SELECTED EXTRACT =>
■ ■ ■ ■ ■

Appellees’ jurisdictional challenge relies on the Supreme Court’s decision in Califa-no v. Sanders, 430 U.S. 99, 97 S.Ct. 980, 51 L.Ed.2d 192 (1977), for the proposition that the APA does not itself serve as an implied grant of federal subject matter jurisdiction. Although this is an accurate characterization of the holding in Sanders, it does not inexorably lead to the conclusion that Section 1331 provides no basis for jurisdiction over APA claims. The Sanders Court demonstrated its rejection of appellees’ reasoning in discussing the significance of an amendment to Section 1331 which eliminated the amount in controversy requirement:
The obvious effect of this modification subject only to preclusion-of-review statutes created or retained by Congress, is to confer jurisdiction on federal courts to review agency action, regardless of whether the APA of its own force may serve as a jurisdictional predicate.
Id. at 105, 97 S.Ct. at 984. Indeed, the Court applied just that standard, concluding in Sanders that “federal question jurisdiction under 28 U.S.C. § 1331 [was specifically] precluded by [the Social Security Act].” Id. at 109, 97 S.Ct. at 986. The Court thus declined to review the agency decision only because Congress specifically precluded judicial review of that particular type of decision under the Social Security Act. Id. at 109, 97 S.Ct. at 986.
In decisions subsequent to Califano v. Sanders, the Supreme Court has framed the analysis in the same terms: jurisdiction over APA challenges to federal agency action is vested in district courts unless a preclusion of review statute, such as the Social Security Act provision at issue in Sanders or Section 10(a)(2) of the APA,10 specifically bars judicial review in the district court. For example, in Chrysler Corp. v. Brown, 441 U.S. 281, 99 S.Ct. 1705, 60 L.Ed.2d 208 (1979), Justice Rehnquist, writing for a unanimous court, stated that “[¡jurisdiction to review agency action under the APA is found in 28 U.S.C. § 1331.” Id. at 317 n. 47, 99 S.Ct. at 1725 n. 47 (citing Califano v. Sanders). He undertook no further analysis of any jurisdictional issue. Instead, his analysis of whether the District Court had authority to rule on the propriety of the challenged agency action focused solely on whether any statute barred such review. Id. See also Andrus v. Charlestons Stone Products Co., 436 U.S. 604, 608 n. 5, 98 S.Ct. 2002, 2005 n. 5, 56 L.Ed.2d 570 (1978) (“jurisdiction in this action to review a decision of the Secretary of the Interior is clearly conferred by 28 U.S.C. § 1331(a)”).

■ ■ ■ ■ ■

RECORDED DATA =>
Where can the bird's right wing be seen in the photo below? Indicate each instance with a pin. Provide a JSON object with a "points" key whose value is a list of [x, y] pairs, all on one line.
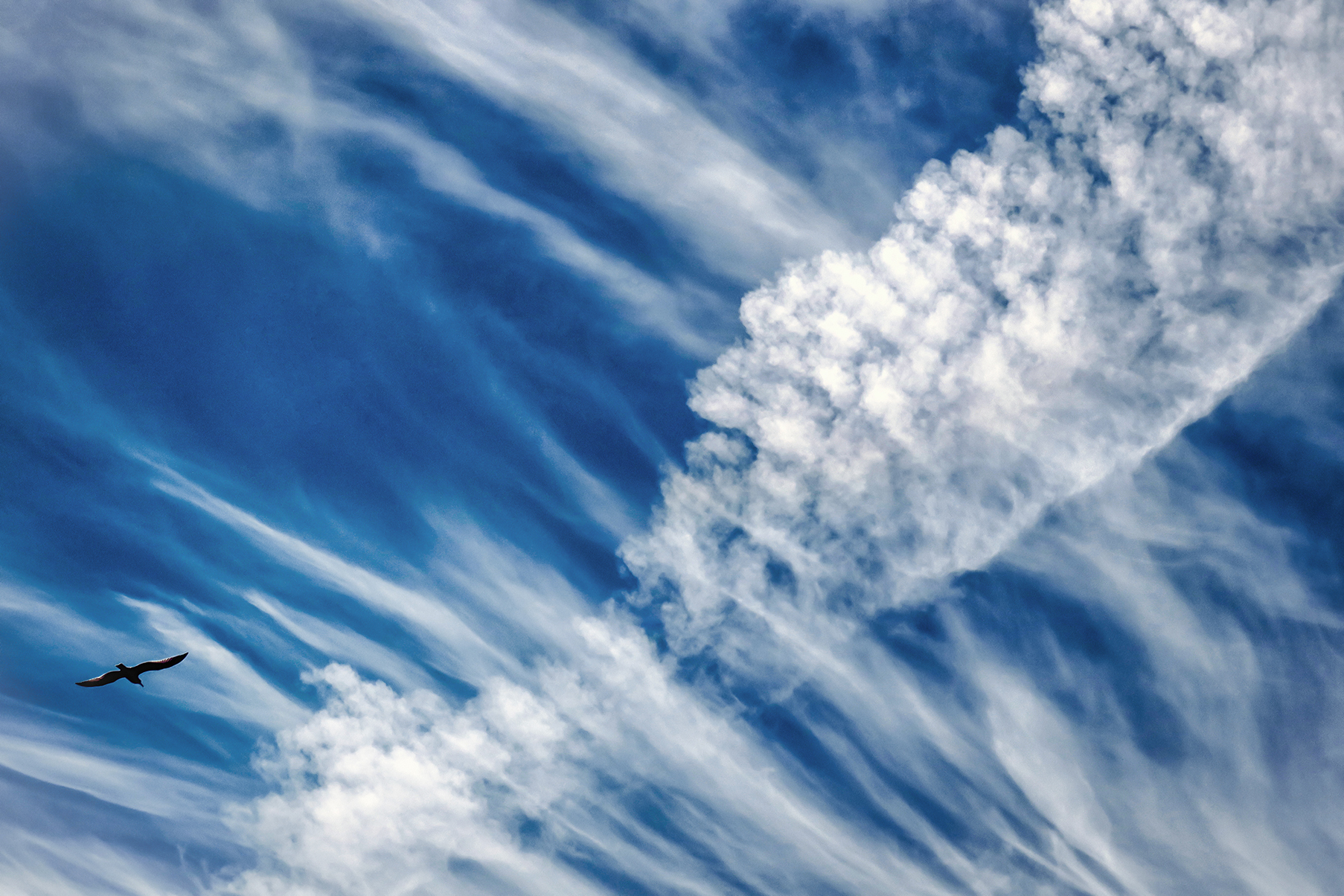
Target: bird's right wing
{"points": [[105, 679]]}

■ ■ ■ ■ ■

YOUR TASKS =>
1. Reproduce the passage on jurisdiction over APA claims, starting at "Id. at 105, 97" and ending at "Act. Id. at 109, 97 S.Ct. at 986.".
2. Carry on the passage on jurisdiction over APA claims from the point where it stops.
The listing is separate from the passage on jurisdiction over APA claims.

ANSWERS BELOW =>
1.
Id. at 105, 97 S.Ct. at 984. Indeed, the Court applied just that standard, concluding in Sanders that “federal question jurisdiction under 28 U.S.C. § 1331 [was specifically] precluded by [the Social Security Act].” Id. at 109, 97 S.Ct. at 986. The Court thus declined to review the agency decision only because Congress specifically precluded judicial review of that particular type of decision under the Social Security Act. Id. at 109, 97 S.Ct. at 986.

2.
This court has also recognized that Section 1331 vests jurisdiction to review agency action in the district court. In Megapulse, Inc. v. Lewis, 672 F.2d 959 (D.C.Cir.1982), Judge Wilkey wrote: “Even though the APA itself technically grants no juris*43diction, power to review any agency action under the APA exists under 28 U.S.C. § 1331.” Id. at 966 n. 30 (emphasis supplied). See also Association of National Advertisers v. FTC, 617 F.2d 611, 619 (D.C.Cir.1979) (“[gjeneral federal question jurisdiction ... gives the district courts the power to review agency action absent a preclusion of review statute”); Committee for Full Employment v. Blumenthal, 606 F.2d 1062, 1065 n. 11 (D.C.Cir.1979) (jurisdiction to challenged agency action is found in Section 1331).
Professor Davis has reached the identical conclusion in his Administrative Law Treatise. As Davis states: “[N]o one is ever denied review of reviewable action of a federal agency for want of a court with jurisdiction because, unless exclusive jurisdiction to review is conferred on some other court [or withdrawn by statute] a district court always has jurisdiction to review federal administrative action under 28 U.S.C. § 1331____” 4 K. Davis, Administrative Law Treatise § 23:3 at 128-129 (2d ed. 1983).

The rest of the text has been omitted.